> _Text excerpt_

Saskatchewan Polytechnic president Larry Rosia


Matt Smith / Saskatoon StarPhoenix

As taxpayers, we want to know that our hard-earned dollars are wisely spent. A new economic analysis shows that from a taxpayer perspective, Saskatchewan Polytechnic is a good investment.

The analysis by U.S.-based Emsi, which conducts economic impact studies and provides labour market data to educational institutions in Canada, the U.S. and internationally, confirms that taxpayers will see a 12.4 per cent annual internal rate of return for every tax dollar spent to support Sask Polytech.

There are several reasons for this. Chief among them is that the institution generates more in tax revenue than it takes. These benefits to taxpayers consist primarily of taxes that the provincial government will collect from the added revenue created in Saskatchewan. As Sask Polytech students earn more, they will make higher tax payments throughout their working lives. Companies that employ these students will also make higher tax payments as they increase their output and purchases of goods and services.

Benefits to taxpayers also consist of savings generated by the improved lifestyles of Sask Polytech students and the corresponding reduced government services, according to Emsi. The education received by students generates savings in three main categories: health care, crime reduction and prevention, and income assistance.

Emsi’s analysis finds other effects as well, and that Sask Polytech plays a vital role in Saskatchewan’s economy.

Some key findings:

— One out of every 24 jobs in Saskatchewan is supported by the activities of Sask Polytech, its students and alumni.

— Sask Polytech adds $2.2 billion in income to the provincial economy, which is approximately 3.1 per cent of Saskatchewan’s total gross provincial product (GPP). That is a larger contribution than the utilities industry.

> _Task details_
Reproduce word for word the part of the passage on Saskatchewan Polytechnic's economic impact starting at "The analysis by" and ending at "goods and services.".

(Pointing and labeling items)
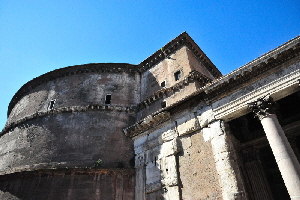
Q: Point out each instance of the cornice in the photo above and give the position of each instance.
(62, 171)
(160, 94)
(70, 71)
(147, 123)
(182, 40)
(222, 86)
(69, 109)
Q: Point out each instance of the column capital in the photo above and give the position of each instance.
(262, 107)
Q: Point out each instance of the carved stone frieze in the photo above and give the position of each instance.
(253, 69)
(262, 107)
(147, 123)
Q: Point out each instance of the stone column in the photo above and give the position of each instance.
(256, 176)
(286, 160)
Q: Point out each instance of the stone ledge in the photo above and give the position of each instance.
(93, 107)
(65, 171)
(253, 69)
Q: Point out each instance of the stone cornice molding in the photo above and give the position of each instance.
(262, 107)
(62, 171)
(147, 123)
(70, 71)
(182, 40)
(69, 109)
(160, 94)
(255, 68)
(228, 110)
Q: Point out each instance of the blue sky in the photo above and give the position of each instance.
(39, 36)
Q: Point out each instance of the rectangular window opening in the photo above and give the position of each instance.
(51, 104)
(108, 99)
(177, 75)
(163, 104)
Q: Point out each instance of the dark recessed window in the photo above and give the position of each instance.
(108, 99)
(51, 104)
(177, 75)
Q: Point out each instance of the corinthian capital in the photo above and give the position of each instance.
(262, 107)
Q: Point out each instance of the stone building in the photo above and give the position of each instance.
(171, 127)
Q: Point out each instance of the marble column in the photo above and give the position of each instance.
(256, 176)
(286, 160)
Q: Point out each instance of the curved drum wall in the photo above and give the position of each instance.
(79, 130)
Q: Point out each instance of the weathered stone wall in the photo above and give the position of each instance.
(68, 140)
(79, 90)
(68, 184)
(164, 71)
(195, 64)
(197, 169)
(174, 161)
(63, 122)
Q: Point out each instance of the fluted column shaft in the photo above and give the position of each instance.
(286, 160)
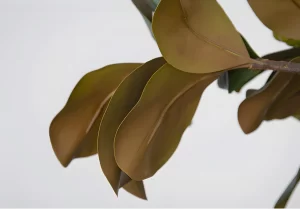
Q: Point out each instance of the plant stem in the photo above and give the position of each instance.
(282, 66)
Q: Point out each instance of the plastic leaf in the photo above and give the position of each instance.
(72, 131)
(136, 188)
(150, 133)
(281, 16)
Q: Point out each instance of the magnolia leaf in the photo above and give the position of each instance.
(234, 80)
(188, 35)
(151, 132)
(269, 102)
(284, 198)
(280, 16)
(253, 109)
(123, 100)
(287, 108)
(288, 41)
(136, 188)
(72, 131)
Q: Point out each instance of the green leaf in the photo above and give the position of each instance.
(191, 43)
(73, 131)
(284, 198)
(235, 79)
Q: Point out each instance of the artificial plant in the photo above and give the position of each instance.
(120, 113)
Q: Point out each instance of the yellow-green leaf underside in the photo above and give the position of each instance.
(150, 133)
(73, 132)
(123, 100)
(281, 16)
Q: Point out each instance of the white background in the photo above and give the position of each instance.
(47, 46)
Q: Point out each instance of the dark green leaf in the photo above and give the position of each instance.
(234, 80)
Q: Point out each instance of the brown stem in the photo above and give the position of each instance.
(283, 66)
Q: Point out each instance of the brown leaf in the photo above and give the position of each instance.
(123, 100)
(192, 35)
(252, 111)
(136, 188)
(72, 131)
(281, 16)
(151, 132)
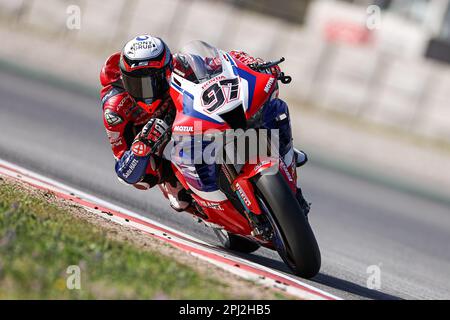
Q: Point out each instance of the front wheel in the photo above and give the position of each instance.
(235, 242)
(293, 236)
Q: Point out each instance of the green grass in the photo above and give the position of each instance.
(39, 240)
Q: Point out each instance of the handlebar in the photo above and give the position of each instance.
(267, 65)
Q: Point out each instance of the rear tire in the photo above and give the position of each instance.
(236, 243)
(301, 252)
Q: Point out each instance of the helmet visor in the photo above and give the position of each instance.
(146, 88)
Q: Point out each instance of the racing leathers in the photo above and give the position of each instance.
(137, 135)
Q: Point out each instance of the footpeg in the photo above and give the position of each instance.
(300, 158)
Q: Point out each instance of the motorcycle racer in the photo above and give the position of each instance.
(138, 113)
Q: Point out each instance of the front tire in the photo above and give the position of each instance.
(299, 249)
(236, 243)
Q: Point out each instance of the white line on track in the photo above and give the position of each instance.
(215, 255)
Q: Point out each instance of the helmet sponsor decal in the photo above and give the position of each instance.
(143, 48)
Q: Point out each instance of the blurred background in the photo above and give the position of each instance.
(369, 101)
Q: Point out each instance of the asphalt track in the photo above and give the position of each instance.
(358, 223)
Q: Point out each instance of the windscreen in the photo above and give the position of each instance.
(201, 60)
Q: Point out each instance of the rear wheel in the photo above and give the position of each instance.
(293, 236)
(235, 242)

> _The response_
The analysis by U.S.-based Emsi, which conducts economic impact studies and provides labour market data to educational institutions in Canada, the U.S. and internationally, confirms that taxpayers will see a 12.4 per cent annual internal rate of return for every tax dollar spent to support Sask Polytech.

There are several reasons for this. Chief among them is that the institution generates more in tax revenue than it takes. These benefits to taxpayers consist primarily of taxes that the provincial government will collect from the added revenue created in Saskatchewan. As Sask Polytech students earn more, they will make higher tax payments throughout their working lives. Companies that employ these students will also make higher tax payments as they increase their output and purchases of goods and services.